Texte de la page:
Les réformes de l’examen national d’entrée à l’université doivent permettre aux étudiants d’emprunter diverses voies afin de concrétiser leurs ambitions académiques.

C’est le début du mois de juillet 2018 à Taipei, et les élèves du lycée affilié à l’Université nationale normale de Taiwan (HSNU) sont installés dans le noir d’un auditorium pour écouter attentivement un professeur tandis que celui-ci fait défiler des questions de chimie projetées sur un écran de la salle. Il ne s’agit pas là d’un retour exceptionnel sur les bancs de l’école pendant la période des vacances d’été mais d’une conférence prenant place dans le cadre d’une série d’activités facultatives visant à préparer les étudiants au test général d’aptitude scolaire (GSAT), l’examen principal d’entrée à l’université à Taiwan.

Données brutes:

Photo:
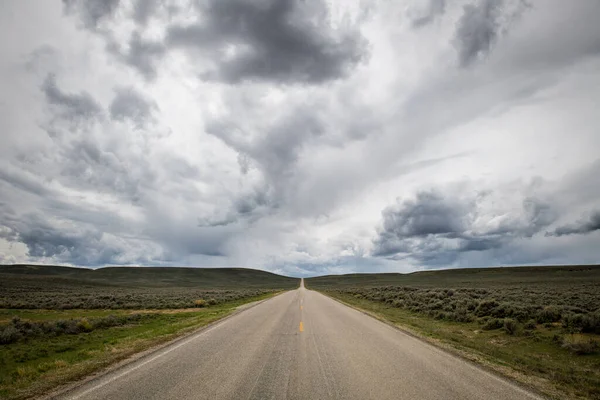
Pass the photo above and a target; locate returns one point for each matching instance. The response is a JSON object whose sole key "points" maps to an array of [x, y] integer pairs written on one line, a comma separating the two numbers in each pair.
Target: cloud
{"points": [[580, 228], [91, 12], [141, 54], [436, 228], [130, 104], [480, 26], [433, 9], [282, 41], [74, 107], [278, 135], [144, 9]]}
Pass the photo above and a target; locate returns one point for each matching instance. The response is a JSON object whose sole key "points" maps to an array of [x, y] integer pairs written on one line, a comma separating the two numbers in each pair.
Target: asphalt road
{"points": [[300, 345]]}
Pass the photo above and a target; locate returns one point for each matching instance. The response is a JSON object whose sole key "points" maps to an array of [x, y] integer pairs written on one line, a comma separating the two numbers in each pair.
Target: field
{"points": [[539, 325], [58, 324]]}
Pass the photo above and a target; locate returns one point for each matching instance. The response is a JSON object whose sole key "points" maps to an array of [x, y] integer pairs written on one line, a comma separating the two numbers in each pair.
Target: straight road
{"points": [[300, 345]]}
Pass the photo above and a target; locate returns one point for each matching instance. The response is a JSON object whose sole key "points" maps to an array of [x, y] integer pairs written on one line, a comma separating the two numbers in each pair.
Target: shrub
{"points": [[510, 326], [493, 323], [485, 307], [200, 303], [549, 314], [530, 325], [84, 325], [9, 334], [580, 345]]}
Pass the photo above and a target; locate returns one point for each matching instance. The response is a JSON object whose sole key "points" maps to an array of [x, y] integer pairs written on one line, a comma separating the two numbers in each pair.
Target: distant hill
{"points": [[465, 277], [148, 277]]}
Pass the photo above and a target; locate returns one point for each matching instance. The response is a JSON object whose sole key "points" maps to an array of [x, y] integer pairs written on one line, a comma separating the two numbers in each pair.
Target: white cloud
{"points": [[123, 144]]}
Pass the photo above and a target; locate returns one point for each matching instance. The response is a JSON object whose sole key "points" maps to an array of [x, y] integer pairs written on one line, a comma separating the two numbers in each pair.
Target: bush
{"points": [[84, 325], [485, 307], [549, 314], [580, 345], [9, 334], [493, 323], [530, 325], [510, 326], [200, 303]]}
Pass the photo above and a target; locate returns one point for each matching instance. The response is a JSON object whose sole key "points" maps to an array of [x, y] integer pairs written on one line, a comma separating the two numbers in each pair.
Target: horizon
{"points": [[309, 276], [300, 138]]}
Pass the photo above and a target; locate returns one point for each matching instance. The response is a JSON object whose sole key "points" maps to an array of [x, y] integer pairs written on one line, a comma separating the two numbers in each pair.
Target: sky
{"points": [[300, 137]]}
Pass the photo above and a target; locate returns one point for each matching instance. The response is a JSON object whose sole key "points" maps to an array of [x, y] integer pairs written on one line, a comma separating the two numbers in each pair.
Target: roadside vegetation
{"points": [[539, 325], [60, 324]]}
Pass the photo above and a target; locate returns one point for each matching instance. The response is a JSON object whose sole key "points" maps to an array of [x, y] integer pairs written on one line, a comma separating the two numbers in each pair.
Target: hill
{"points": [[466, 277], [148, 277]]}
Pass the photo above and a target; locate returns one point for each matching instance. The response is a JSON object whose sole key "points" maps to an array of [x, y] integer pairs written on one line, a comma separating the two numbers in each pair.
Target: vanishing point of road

À faire: Recopiez mot pour mot et en entier le texte sur l'examen d'entrée à l'université à Taiwan. Ces lignes proviennent d'une autre source.

Réponse:
Les réformes de l’examen national d’entrée à l’université doivent permettre aux étudiants d’emprunter diverses voies afin de concrétiser leurs ambitions académiques.

C’est le début du mois de juillet 2018 à Taipei, et les élèves du lycée affilié à l’Université nationale normale de Taiwan (HSNU) sont installés dans le noir d’un auditorium pour écouter attentivement un professeur tandis que celui-ci fait défiler des questions de chimie projetées sur un écran de la salle. Il ne s’agit pas là d’un retour exceptionnel sur les bancs de l’école pendant la période des vacances d’été mais d’une conférence prenant place dans le cadre d’une série d’activités facultatives visant à préparer les étudiants au test général d’aptitude scolaire (GSAT), l’examen principal d’entrée à l’université à Taiwan.